Dataset entries:
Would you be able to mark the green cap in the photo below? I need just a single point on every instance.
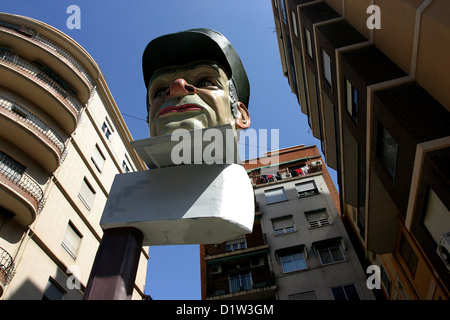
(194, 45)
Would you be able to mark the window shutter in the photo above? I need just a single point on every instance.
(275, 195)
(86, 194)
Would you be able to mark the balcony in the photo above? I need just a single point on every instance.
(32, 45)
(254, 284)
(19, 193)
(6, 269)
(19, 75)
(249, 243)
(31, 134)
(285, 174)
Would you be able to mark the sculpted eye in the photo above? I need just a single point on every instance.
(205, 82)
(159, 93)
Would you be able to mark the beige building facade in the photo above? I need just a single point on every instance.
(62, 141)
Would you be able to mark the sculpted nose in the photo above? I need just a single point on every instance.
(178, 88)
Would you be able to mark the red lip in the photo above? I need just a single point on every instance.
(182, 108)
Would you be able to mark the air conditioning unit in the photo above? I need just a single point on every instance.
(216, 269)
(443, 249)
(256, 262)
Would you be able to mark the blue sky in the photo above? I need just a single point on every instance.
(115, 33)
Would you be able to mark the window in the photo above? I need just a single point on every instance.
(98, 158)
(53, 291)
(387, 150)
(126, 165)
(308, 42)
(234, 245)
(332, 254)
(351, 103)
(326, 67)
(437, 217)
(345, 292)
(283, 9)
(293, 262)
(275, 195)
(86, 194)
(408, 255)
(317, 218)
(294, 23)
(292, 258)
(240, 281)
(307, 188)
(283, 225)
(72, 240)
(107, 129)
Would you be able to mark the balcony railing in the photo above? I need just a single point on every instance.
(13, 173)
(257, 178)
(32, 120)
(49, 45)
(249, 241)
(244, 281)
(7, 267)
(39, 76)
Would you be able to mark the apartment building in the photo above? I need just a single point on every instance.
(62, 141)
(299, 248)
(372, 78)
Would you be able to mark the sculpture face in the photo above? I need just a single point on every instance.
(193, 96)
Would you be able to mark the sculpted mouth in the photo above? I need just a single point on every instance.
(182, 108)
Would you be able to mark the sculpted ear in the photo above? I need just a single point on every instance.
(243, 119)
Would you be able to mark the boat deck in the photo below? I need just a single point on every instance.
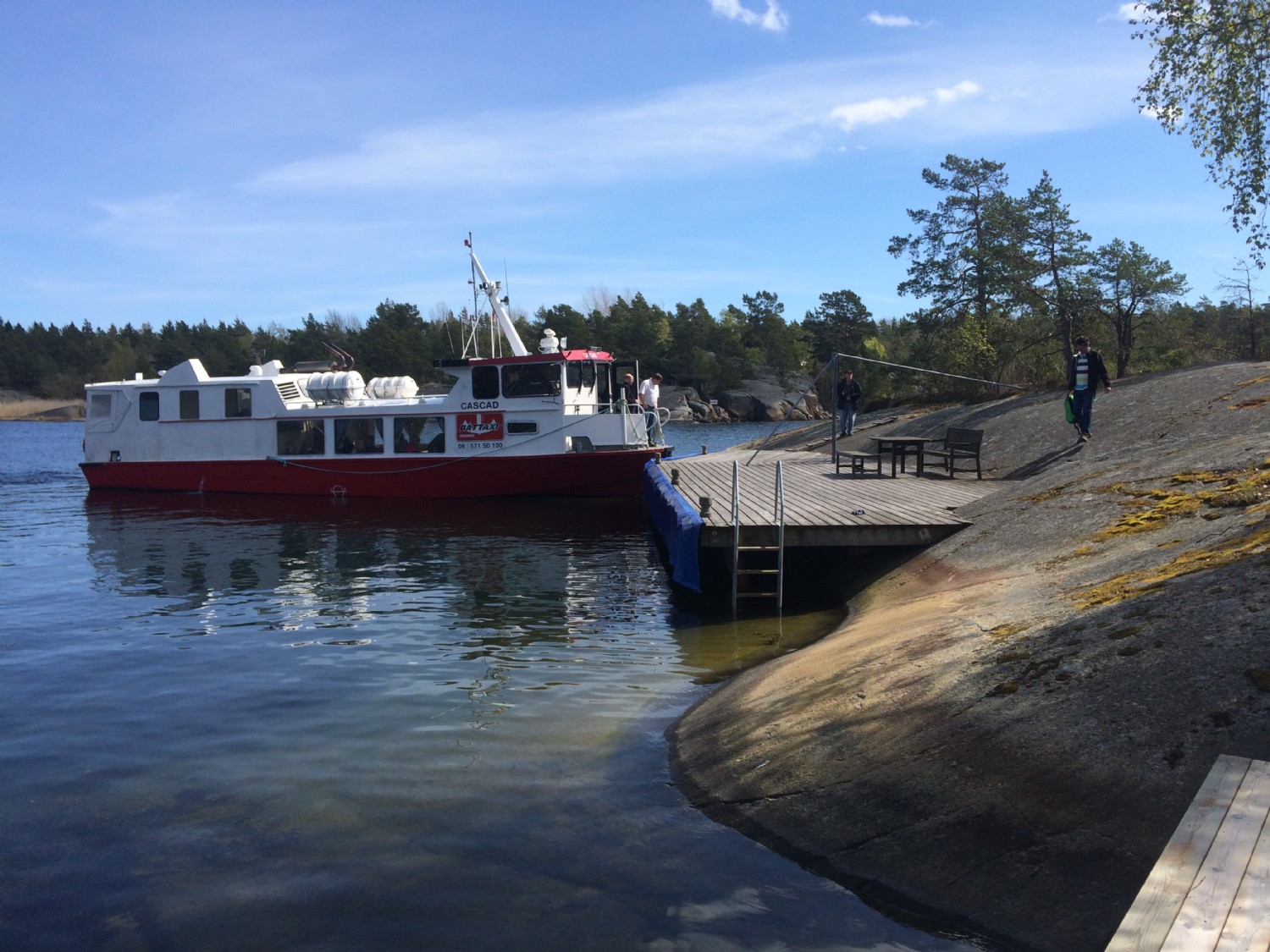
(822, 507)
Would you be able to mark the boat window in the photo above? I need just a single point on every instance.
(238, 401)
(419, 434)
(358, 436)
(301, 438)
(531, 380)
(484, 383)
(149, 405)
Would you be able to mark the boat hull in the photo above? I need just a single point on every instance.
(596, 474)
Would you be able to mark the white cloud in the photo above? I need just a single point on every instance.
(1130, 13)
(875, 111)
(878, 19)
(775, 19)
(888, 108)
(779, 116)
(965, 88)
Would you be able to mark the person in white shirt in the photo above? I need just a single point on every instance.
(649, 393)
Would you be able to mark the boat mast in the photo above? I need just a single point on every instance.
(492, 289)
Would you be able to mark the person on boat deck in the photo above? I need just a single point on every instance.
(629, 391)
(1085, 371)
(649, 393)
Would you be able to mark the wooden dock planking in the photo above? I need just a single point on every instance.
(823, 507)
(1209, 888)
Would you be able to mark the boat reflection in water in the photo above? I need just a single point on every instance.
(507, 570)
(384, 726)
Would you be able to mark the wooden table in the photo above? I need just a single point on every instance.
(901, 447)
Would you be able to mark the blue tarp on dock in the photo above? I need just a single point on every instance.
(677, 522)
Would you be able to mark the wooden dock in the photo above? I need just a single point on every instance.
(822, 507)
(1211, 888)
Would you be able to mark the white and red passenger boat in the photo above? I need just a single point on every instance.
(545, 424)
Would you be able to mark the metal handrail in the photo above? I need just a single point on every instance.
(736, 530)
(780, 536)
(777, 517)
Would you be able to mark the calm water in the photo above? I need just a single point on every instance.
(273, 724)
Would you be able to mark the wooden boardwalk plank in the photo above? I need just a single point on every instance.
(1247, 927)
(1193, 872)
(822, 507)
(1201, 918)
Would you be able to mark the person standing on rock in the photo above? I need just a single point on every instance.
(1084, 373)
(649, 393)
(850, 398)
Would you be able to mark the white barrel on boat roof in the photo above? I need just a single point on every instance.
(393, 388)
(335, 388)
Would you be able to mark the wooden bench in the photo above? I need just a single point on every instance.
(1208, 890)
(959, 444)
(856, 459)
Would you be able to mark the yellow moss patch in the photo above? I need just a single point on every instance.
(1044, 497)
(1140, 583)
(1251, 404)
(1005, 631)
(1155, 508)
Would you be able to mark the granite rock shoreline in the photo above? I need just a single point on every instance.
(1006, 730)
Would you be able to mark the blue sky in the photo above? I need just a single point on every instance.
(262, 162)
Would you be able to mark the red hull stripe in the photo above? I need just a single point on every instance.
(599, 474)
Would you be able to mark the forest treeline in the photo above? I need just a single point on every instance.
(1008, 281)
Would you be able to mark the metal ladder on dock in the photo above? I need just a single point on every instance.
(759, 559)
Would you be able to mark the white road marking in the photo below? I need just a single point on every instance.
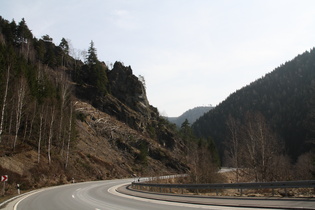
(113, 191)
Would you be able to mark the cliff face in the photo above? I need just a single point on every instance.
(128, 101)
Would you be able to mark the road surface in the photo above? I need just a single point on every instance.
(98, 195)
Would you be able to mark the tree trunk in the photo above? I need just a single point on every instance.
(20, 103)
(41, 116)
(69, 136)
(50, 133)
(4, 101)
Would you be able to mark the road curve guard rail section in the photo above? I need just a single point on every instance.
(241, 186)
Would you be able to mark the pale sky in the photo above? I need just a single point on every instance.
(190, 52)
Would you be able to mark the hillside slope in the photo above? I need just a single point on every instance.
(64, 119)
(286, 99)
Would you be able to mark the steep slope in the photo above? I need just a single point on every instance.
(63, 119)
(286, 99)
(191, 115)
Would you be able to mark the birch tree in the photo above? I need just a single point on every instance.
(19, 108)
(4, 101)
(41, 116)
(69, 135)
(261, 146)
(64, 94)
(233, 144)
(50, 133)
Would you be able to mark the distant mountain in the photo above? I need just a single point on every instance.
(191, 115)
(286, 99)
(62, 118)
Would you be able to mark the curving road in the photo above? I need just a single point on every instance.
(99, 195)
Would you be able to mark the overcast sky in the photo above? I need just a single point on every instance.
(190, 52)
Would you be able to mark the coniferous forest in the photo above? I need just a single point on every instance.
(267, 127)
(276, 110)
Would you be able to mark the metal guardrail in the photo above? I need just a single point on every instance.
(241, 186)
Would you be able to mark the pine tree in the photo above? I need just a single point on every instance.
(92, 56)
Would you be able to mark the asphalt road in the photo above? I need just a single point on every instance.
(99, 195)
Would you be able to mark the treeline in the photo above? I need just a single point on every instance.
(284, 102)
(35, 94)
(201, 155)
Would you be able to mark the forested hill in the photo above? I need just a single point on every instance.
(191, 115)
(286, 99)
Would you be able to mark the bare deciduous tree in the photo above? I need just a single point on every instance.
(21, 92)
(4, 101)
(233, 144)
--
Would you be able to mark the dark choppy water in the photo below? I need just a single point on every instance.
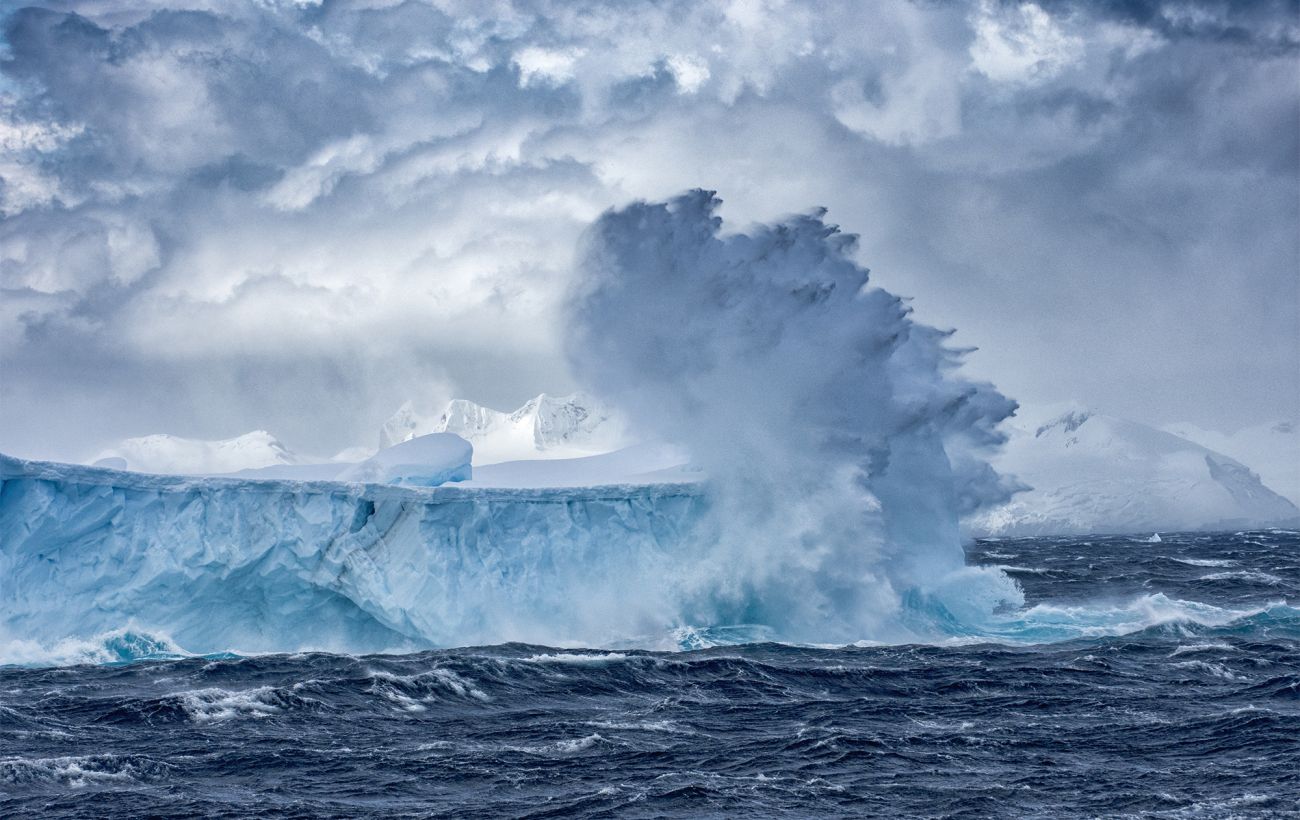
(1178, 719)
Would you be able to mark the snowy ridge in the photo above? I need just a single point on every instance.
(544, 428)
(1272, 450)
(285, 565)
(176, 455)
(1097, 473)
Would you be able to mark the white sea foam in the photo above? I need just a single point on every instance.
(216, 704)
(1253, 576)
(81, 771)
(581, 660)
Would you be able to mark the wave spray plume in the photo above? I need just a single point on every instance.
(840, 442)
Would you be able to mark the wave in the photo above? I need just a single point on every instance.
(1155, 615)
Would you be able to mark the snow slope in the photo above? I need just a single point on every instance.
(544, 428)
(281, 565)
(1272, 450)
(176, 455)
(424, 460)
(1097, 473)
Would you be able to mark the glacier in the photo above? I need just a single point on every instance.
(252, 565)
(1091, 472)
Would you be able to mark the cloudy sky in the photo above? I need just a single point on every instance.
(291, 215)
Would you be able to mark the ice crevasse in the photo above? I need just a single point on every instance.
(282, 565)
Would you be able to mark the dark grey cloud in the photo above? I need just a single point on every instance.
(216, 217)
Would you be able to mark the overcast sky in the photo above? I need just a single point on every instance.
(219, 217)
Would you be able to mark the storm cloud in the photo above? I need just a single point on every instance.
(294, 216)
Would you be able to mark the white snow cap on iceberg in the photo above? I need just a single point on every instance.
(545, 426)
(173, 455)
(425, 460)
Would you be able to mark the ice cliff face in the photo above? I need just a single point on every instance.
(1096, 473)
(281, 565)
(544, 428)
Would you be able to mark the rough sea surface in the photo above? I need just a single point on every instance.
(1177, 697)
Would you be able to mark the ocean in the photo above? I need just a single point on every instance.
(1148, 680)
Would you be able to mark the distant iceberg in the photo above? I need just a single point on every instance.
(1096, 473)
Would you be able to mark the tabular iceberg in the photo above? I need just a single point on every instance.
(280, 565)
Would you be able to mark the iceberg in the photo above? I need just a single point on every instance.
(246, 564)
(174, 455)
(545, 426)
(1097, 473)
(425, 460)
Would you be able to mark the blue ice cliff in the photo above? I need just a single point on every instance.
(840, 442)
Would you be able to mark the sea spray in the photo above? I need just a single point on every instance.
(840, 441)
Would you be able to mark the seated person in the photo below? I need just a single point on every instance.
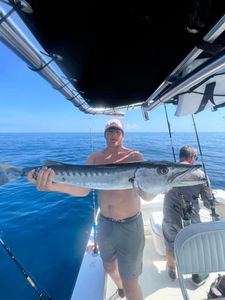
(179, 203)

§ **STATED PROBLEM**
Extract every line of the records that contains the word "slope". Case counts.

§ **RESULT OF THIS EXERCISE**
Would you be able to mark the hillside slope in the photo above? I need just a single point on every instance.
Would you be able to mark the steep slope in the photo above? I need just a single point on every instance.
Would you be able to mark the snow slope in the photo above? I need just a single point on every instance.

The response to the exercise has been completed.